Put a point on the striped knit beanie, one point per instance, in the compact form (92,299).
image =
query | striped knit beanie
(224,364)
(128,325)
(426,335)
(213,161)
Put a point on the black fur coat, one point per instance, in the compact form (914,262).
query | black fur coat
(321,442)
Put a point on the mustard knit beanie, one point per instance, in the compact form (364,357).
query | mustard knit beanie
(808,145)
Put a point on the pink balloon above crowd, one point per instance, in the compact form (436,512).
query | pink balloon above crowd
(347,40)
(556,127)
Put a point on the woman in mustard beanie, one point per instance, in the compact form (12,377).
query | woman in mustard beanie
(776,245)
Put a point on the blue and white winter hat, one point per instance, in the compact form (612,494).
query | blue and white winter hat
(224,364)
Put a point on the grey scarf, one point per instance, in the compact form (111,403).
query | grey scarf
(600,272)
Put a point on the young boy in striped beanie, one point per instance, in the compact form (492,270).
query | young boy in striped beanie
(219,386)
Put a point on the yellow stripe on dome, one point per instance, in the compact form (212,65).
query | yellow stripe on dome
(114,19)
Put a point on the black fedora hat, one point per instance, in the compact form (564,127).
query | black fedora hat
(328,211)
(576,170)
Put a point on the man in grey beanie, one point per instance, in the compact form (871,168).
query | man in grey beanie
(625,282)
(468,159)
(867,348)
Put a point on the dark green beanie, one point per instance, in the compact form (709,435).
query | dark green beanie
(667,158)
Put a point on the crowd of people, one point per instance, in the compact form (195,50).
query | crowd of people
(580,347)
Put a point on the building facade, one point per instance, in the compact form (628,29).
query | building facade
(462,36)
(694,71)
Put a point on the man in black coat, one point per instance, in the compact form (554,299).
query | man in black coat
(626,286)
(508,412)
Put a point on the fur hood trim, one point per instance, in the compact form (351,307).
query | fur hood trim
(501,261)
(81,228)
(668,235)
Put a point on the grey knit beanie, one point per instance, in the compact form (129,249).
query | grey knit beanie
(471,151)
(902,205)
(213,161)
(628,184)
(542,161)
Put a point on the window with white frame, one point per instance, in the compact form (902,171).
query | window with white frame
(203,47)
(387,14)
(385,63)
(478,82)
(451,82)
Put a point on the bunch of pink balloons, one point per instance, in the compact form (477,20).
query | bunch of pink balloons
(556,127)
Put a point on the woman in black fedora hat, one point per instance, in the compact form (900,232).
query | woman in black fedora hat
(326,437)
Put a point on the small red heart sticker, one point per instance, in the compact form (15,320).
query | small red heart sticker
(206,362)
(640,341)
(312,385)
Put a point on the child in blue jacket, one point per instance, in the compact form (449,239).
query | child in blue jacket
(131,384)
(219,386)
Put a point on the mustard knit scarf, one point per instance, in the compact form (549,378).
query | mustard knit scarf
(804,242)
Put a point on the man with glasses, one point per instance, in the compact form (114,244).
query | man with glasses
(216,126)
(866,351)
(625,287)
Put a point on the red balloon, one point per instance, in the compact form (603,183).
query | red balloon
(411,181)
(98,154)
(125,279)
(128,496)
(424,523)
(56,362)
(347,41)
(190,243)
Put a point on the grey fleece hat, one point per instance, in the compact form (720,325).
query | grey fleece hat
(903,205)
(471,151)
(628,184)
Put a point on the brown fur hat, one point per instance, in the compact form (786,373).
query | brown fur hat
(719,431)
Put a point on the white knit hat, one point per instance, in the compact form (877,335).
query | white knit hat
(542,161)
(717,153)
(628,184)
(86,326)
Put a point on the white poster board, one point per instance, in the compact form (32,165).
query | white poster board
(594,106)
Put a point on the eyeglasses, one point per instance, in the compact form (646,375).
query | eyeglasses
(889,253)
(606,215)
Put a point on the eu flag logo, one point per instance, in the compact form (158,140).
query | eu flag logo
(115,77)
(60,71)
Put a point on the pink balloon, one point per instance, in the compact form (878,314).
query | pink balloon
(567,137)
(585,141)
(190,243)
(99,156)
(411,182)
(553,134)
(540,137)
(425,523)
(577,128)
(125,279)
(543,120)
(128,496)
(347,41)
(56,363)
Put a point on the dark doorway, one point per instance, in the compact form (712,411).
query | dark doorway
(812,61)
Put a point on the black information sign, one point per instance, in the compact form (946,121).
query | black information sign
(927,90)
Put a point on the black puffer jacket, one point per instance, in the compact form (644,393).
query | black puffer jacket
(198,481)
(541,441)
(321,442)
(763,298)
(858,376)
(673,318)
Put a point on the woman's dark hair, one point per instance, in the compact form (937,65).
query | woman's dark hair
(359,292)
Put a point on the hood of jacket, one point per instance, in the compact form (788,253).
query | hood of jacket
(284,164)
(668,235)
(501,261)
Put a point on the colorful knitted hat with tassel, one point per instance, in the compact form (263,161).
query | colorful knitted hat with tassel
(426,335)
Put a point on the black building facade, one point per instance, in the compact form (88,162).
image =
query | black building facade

────

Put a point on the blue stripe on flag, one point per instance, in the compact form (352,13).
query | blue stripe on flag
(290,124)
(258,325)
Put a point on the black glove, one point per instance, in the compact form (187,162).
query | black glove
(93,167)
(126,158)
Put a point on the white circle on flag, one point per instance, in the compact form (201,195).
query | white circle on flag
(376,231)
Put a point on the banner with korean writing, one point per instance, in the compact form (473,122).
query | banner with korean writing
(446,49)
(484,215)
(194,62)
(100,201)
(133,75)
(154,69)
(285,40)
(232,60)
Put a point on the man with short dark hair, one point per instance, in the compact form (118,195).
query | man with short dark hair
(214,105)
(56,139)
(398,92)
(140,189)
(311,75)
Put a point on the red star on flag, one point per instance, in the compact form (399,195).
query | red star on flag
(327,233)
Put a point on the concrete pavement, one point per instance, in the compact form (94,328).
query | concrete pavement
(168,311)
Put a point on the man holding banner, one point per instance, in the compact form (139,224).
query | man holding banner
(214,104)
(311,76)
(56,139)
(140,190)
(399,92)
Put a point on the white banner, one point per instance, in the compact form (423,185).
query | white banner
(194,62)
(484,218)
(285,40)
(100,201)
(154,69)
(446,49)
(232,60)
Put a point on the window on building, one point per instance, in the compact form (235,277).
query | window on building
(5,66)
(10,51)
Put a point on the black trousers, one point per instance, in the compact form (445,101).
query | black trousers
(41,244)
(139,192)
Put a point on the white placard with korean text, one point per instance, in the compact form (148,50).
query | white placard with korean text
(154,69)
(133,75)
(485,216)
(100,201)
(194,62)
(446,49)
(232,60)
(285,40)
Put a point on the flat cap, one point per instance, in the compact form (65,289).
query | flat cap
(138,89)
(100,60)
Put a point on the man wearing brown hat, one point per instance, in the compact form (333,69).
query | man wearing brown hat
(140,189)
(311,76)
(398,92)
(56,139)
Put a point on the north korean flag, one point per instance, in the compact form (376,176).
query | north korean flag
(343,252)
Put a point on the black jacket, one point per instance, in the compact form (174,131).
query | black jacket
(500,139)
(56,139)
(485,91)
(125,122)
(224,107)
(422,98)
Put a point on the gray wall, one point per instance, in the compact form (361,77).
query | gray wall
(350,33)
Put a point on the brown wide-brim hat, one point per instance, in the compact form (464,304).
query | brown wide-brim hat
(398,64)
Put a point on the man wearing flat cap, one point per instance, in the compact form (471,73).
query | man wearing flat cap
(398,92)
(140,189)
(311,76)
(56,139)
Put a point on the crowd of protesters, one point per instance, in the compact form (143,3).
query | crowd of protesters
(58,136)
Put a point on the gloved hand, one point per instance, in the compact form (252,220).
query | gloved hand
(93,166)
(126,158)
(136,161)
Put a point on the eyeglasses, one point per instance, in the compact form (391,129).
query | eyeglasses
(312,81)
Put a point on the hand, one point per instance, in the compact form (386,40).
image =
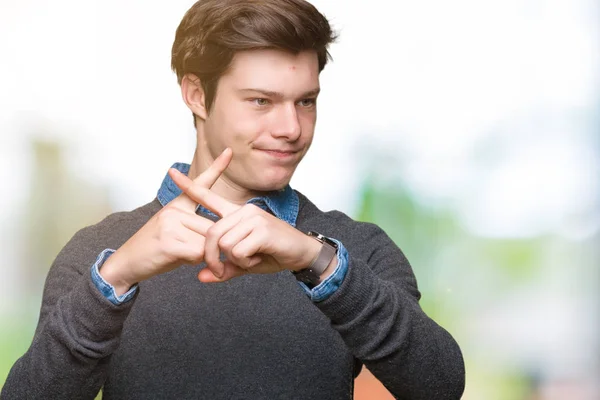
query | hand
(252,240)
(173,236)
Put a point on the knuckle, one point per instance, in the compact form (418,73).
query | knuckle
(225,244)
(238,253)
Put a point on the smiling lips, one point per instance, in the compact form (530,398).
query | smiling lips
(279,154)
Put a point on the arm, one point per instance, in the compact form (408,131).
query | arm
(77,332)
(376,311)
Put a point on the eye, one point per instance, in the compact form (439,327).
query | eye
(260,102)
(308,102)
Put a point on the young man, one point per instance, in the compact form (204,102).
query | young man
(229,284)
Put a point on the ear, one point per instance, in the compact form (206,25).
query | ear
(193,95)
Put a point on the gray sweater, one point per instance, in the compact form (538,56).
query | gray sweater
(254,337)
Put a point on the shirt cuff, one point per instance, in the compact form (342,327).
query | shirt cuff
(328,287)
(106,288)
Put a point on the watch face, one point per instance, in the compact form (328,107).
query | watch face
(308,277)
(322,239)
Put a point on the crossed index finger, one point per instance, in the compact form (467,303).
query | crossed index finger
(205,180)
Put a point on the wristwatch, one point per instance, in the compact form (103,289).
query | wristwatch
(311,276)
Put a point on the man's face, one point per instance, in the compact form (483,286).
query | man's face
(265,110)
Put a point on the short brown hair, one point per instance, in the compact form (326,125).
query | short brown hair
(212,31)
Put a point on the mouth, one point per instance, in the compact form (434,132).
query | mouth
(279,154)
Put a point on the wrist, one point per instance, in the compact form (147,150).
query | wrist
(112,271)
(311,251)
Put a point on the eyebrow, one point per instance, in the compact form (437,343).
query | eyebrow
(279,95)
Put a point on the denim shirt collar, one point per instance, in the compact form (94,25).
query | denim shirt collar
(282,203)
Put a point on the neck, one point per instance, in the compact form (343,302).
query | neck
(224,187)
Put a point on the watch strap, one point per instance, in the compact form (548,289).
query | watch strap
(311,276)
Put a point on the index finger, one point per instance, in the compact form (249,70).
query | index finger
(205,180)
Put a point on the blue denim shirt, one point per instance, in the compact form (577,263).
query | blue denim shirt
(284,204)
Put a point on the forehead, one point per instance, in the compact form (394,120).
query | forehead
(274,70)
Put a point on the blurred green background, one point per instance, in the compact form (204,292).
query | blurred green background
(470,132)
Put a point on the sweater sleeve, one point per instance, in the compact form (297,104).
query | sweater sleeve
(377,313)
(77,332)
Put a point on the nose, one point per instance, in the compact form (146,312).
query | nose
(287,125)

────

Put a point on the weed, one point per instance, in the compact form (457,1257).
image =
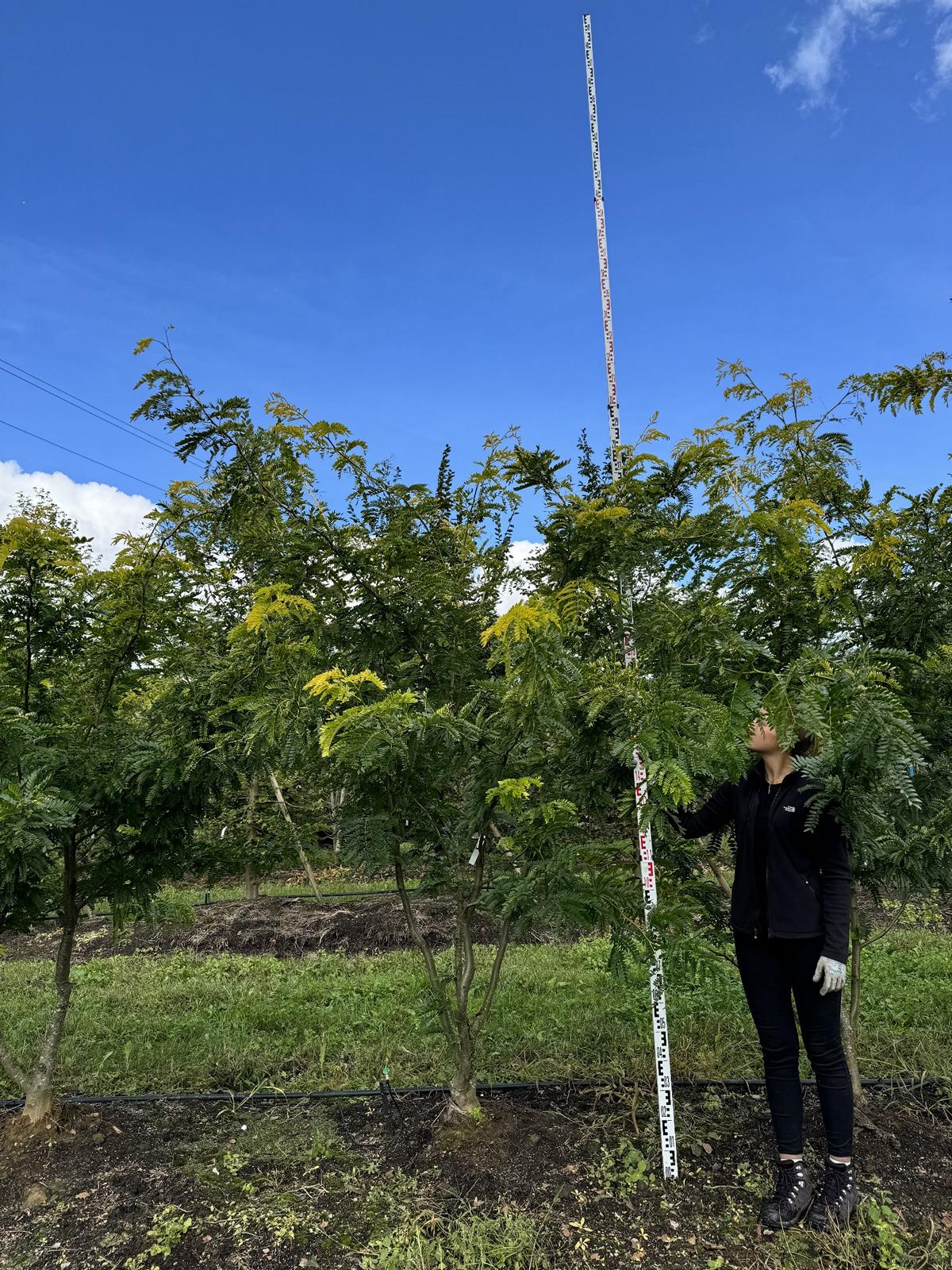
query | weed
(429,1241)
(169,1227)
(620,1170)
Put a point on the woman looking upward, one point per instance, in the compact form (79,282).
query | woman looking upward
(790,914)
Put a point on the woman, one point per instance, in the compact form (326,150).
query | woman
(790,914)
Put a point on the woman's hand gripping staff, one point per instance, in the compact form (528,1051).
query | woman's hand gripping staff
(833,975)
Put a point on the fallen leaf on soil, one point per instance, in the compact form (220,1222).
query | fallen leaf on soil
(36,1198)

────

*Written instruction*.
Report each line of the rows above that contains the string "dome". Case counts.

*Task solution*.
Put a point on the yellow stripe on dome, one point per instance, in the compact form (212,65).
query | yellow stripe on dome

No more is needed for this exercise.